_Page_.
╔══

2.Also in another qvd file i should keep updating the new records only and no delete required there.
I hope i made things clear and i ready to explain further if required.
Thanks again
Nandhakumar
Hi Dilip
Thanks for your reply
I have replied to Juraj with more details and can you please help with the scenario which i mentioned above.
Thanks
Nandhakumar
How are you identifying if a record has changed and needs updation?
Hi Dilip
No identification will be there inside the file but if the record is updated in source and then file with the updated records will be place in the specific folder. We have to consider the file as updates and concatenate the same in QVD.
I hope my answer is clear. Please let me know if any clarifications.
Thanks
Nandhakumar
My question was regarding individual records do you have a updated/changed date or flag or something similar.
if yes look at link I shared earlier on incremental load.

╚══

_Region labeling listing_.
╔══

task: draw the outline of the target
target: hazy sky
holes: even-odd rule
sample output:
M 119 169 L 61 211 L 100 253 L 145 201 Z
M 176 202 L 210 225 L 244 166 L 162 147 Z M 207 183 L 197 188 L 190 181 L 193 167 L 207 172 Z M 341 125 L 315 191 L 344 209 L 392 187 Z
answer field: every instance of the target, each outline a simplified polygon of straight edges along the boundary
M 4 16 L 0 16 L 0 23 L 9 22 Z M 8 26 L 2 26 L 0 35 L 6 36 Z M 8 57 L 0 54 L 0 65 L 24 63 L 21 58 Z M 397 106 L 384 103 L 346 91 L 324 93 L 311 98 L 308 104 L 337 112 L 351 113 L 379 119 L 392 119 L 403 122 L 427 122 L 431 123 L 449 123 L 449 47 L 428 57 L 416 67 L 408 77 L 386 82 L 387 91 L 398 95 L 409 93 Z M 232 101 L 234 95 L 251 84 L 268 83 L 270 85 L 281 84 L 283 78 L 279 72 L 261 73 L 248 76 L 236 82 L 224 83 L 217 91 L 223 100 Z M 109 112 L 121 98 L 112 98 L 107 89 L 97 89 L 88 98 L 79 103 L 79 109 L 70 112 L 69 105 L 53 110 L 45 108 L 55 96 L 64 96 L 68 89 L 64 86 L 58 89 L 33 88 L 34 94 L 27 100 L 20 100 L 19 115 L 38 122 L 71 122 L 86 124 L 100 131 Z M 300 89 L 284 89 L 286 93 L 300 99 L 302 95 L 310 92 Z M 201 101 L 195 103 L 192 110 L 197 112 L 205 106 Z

╚══

_Task to complete_. Carry the forum thread about loading updated records into QVD files forward, picking up right after its last message.

_Response_.
If not you may need to use hash functions to check if a row has changed. I.e. always create a hash of the columns concantenated together use that as a check if row has changed
Thank You
Dilip Ranjith
Sent via mobile
Expanding on above
Create a hash key from all the fields (or at least all non-key fields). You can check for each row identifiers/keys if the calculated hash has changed. If the hash value is different at least one field has a new value. And you need to update
See below for some additional details
www.qlikfix.com/2014/03/11/hash-functions-collisions/
Hi,
this one sounds tricky. You say there's no update indication on the record, so I assume this:
A file xyz_20181026.csv contains following records:
ContactID, Email, Value
1, a@a.a, 10
2, a@a.a, 20
3, b@b.b, 30
4, c@c.c, 40
The next day, record 2 gets updated and record 4 gets deleted, so you'll get a new version of the file xyz_20181027.csv with following content:
ContactID, Email, Value
1, a@a.a, 10
2, d@d.d, 25
3, b@b.b, 30
IF my assumption is correct, then you need something like this (not tested, but you'll get the idea)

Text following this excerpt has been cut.